- _Extrait_:
————
Zéna M’déré, une figure de résistance toujours célébrée à Mayotte

À Pamandzi, ce dimanche, des centaines de Mahorais se sont réunis dès l’aube pour rendre hommage à Zéna M’déré, vingt-six ans après sa disparition. Figure du combat pour le maintien de Mayotte dans la République française, elle continue d’inspirer des générations et reste dans la mémoire collective à travers le Maoulida Chengué, célébré chaque année en Petite-Terre en son honneur.

Figure incontournable de l’histoire mahoraise, Zéna M’Déré reste, pour beaucoup, le visage de la résistance et du courage au féminin. Née à Dzaoudzi entre 1917 et 1922, d’une mère mahoraise et d’un père malgache, elle vivait à Madagascar, où elle enseignait le Coran, quand le mouvement pour le maintien de Mayotte dans la France a éclaté. Elle n’a pas hésité une seconde : elle a quitté tout ce qu’elle avait pour revenir sur son île. Dans les années 1960, alors que la capitale, qui jusqu’à là était à Dzaoudzi, va être transférée à Moroni aux Comores, la tension politique monte.

La voix des Mahorais qui veulent rester français peine à se faire entendre. À une époque où la politique est encore perçue comme “une affaire d’hommes”, Zéna M’Déré s’impose comme cheffe du mouvement des « Chatouilleuses », un groupe de femmes qui décident de se battre à leur manière avec des chatouilles. Les ministres et hommes politiques étaient donc obligés d’acquiescer aux demandes des militantes.

Certaines anecdotes, transmises de génération en génération, témoignent de sa droiture. Comme ce jour où elle a refusé une cargaison de riz venue des Comores après avoir appris que des hommes y avaient uriné. « Nous n’avons pas besoin de ça, retournez le riz d’où il vient nous n’en voulons pas ! », aurait-elle lancé, avant de faire renvoyer la marchandise. Ce geste, devenu légendaire, résume bien la femme qu’elle était : digne, fière, intrépide.
————
- _Entrées extraites_:
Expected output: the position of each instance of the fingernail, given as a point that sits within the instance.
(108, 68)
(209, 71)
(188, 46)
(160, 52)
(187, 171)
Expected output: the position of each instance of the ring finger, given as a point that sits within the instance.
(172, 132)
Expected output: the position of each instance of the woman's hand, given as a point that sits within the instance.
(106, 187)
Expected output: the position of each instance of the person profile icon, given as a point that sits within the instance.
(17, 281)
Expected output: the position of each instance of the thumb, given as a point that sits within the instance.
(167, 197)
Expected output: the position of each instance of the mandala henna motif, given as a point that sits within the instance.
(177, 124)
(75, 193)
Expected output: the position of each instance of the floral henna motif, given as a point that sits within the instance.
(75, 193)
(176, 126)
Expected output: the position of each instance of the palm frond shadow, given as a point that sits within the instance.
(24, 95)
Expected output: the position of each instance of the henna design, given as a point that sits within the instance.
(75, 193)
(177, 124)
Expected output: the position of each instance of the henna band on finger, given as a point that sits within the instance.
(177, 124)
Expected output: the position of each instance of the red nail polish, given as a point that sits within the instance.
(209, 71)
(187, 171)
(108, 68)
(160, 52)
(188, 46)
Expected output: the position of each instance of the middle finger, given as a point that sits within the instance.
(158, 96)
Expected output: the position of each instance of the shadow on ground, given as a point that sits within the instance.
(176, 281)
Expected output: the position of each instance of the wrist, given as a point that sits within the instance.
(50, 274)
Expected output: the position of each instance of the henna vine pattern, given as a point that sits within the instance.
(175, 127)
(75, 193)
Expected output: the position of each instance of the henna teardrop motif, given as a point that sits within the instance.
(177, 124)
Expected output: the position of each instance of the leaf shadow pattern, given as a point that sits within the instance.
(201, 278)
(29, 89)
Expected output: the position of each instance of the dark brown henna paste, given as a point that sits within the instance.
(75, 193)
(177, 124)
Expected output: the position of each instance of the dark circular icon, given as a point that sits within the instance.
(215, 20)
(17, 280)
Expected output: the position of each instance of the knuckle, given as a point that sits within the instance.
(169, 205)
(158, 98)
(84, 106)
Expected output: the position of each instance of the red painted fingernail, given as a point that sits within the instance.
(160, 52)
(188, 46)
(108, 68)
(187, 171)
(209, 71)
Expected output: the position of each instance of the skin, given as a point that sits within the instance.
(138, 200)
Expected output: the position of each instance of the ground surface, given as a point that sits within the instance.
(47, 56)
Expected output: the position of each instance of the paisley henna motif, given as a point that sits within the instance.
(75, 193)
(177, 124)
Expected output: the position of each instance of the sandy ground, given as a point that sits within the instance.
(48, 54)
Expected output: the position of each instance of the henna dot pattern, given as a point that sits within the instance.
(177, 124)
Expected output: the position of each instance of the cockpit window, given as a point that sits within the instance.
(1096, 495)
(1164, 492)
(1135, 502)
————
- _Liste des consignes_:
1. Relevez les adjectifs par lesquels le dernier paragraphe de l'extrait résume la femme qu'était Zéna M'Déré.
2. Repérez dans le listing chaque ligne contenant le mot « dark », en tenant compte de la casse, puis recopiez ces lignes.

- _En réponse_:
1. digne, fière, intrépide

2.
Expected output: the position of each instance of the dark brown henna paste, given as a point that sits within the instance.
Expected output: the position of each instance of the dark circular icon, given as a point that sits within the instance.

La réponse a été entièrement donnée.